# DIRECTIVE 1
Answer these questions about the forum thread on MulBackward1:
(a) Which PyTorch version does the poster say they are using?
(b) What tool did the poster use to generate the backward graph?
(c) With what tool did the poster trace the operation down to kernel information?

Where is the source code for MulBackward1

I’m using pytorch 1.8.1. As I’m running a testcase in test_autograd.py, e.g. addcmul. I see there is a gradgradcheck to check the second order derivatives. I just want to know how the backward is done.
So I used torchviz to generate the backward graph below:

(This graph is generated in an pytorch 1.9 environment)
So, I guess these are the called backward functions, right? I want to know how MulBackward1 is done in pytorch c/cuda source code. But I greped and only found it here:build/lib.linux-x86_64-3.6/torch/include/torch/csrc/autograd/generated/Functions.h.(And from the directory hierachy, it seems this file is auto generated, maybe from some macros?) So it’s superclass is TraceableFunction and the superclass of that is Node. But I cann’t find anything like how MulBackward1 is implemented, like an op. Or am I looking into the wrong direction?

By using nvprof, I managed to trace it down to this kernel information:

void at::native::unrolled_elementwise_kernel<at::native::MulScalarFunctor<double, double>, at::detail::Array<char*, 2>, Trivi...(int, at::native::MulScalarFunctor<double, double>, at::detail::Array<char*, 2>, TrivialOffsetCalculator<1, unsigned int>, TrivialOffsetCalculator<1, unsigned int>, at::native::memory::LoadWithCast<1>, at::native::memory::StoreWithCast)

And another kernel is

void at::native::unrolled_elementwise_kernel<at::native::MulFunctor<float>, at::detail::Array<char*, 3>, OffsetCalculator<2, ...(int, at::native::MulFunctor<float>, at::detail::Array<char*, 3>, OffsetCalculator<2, unsigned int>, OffsetCalculator<1, unsigned int>, at::native::memory::LoadWithoutCast, at::native::memory::StoreWithoutCast)

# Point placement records
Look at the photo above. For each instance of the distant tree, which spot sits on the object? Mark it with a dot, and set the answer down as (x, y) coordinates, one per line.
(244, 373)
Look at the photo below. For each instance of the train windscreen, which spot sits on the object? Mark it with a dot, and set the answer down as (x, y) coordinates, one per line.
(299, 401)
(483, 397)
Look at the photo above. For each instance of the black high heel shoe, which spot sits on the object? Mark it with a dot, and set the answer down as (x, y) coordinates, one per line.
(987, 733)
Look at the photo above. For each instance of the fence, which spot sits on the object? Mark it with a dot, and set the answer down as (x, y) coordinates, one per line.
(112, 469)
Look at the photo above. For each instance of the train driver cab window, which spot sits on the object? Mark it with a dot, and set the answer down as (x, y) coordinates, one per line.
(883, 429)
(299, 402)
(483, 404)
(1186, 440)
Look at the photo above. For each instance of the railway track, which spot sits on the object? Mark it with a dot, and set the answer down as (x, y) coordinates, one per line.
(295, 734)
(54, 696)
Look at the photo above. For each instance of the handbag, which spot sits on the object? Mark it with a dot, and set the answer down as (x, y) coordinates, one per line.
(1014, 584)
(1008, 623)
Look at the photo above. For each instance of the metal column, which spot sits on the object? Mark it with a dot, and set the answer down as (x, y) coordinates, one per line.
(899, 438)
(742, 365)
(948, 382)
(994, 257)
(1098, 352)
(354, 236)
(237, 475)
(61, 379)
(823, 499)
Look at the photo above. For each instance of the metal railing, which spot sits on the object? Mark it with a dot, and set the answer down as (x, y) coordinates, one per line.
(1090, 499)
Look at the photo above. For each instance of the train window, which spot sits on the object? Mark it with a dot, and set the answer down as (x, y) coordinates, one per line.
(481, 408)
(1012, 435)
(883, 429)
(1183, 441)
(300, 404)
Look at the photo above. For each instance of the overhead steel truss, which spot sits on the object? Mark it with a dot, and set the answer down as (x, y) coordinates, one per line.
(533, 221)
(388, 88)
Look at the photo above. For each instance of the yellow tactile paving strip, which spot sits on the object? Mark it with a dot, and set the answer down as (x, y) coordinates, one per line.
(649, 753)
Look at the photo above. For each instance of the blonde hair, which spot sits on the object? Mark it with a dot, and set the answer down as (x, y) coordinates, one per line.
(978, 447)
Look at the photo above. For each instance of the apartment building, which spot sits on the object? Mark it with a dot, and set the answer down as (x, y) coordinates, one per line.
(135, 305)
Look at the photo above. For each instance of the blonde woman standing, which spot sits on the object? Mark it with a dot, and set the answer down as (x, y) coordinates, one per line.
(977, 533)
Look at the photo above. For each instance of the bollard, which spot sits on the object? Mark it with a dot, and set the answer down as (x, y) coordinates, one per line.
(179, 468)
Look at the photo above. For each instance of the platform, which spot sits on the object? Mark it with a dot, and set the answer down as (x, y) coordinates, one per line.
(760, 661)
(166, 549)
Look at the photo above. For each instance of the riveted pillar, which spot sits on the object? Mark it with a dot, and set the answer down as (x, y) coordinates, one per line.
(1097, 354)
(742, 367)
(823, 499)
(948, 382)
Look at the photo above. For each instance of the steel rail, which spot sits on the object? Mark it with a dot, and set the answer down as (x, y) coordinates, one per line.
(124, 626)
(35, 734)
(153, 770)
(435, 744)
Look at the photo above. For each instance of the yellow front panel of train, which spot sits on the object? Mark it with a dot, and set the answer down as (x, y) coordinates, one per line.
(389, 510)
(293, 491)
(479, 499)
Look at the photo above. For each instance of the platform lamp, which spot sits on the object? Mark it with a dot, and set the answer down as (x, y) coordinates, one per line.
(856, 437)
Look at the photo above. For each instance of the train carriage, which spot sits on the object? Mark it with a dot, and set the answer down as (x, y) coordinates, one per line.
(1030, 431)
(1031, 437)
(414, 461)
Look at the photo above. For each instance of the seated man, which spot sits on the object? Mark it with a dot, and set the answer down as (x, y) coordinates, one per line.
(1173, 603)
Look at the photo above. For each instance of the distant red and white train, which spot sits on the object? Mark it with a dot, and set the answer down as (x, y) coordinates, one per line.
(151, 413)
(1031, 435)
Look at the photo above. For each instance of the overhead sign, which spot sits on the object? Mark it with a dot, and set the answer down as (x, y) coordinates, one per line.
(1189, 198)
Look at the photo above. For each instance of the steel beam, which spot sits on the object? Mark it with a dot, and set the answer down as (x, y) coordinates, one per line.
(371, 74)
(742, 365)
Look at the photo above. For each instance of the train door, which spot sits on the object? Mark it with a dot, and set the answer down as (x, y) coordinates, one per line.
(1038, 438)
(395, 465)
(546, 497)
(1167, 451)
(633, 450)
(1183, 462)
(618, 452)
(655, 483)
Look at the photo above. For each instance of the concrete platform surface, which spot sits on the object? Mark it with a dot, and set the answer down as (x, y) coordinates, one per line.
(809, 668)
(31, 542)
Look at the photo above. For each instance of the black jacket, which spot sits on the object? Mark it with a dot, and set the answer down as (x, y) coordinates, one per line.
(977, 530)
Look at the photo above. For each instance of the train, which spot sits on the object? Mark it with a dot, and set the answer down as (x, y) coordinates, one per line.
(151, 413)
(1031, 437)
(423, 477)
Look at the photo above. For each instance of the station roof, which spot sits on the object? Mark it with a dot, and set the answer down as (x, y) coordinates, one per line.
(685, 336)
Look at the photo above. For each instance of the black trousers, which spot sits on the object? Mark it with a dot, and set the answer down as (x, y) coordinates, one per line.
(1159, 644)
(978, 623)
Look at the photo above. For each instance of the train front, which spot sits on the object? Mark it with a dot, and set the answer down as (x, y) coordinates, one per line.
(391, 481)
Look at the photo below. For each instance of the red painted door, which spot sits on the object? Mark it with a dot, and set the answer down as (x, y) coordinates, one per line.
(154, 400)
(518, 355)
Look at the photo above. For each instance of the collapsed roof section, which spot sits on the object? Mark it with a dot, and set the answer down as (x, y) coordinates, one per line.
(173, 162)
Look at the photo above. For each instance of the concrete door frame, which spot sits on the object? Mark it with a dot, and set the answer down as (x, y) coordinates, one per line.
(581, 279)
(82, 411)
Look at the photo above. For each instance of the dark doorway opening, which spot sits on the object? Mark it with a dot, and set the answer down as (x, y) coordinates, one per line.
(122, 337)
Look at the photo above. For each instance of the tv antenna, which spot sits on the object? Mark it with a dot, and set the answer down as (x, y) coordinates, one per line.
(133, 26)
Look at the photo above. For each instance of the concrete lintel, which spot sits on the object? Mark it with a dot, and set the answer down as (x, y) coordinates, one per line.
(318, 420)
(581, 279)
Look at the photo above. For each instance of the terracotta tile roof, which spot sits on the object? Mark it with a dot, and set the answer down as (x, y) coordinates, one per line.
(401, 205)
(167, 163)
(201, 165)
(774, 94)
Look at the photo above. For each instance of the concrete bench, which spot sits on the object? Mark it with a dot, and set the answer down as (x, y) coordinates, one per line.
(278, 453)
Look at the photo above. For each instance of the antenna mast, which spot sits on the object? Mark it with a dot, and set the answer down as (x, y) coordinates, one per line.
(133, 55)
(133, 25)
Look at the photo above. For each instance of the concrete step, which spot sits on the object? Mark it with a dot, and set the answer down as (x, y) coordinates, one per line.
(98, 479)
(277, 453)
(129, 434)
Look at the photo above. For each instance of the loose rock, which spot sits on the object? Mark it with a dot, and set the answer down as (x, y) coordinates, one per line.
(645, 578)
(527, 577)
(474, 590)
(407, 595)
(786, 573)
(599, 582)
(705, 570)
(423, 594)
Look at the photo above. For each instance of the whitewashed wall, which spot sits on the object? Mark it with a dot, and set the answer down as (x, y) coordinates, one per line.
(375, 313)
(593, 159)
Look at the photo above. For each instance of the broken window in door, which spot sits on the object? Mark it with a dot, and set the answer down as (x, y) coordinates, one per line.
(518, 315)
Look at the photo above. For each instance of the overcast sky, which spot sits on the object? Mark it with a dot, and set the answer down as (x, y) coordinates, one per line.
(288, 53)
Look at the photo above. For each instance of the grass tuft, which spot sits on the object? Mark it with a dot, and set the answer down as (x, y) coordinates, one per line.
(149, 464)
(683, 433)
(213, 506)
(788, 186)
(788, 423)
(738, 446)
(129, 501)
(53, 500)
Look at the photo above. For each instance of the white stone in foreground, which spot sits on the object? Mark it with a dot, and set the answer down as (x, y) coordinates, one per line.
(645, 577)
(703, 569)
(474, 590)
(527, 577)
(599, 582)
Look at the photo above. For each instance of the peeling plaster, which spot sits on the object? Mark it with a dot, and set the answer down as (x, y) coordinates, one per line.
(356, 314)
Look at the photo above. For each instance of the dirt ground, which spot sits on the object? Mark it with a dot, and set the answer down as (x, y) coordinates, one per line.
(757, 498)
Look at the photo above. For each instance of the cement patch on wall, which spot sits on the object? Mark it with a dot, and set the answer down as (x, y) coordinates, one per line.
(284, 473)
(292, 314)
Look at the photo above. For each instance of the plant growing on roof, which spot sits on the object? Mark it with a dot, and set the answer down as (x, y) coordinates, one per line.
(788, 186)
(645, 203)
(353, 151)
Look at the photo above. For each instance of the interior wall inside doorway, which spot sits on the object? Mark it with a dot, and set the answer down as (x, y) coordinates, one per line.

# DIRECTIVE 2
Output the part of the records that opens with the line containing "metal column, which" and closes with the line containing "(1090, 499)", copying every line without change.

# EXPECTED OUTPUT 1
(a) PyTorch 1.8.1
(b) torchviz
(c) nvprof

# EXPECTED OUTPUT 2
Look at the photo above. For each instance of the metal column, which spot sits on the object? Mark it with a dot, and set the answer down as (x, y) coordinates, one per line.
(899, 438)
(742, 365)
(948, 382)
(994, 257)
(1098, 352)
(354, 236)
(237, 475)
(61, 379)
(823, 499)
Look at the photo above. For each instance of the metal railing, which spot sits on the object? Mark it with a dot, and set the answer down as (x, y) coordinates, one per line.
(1090, 499)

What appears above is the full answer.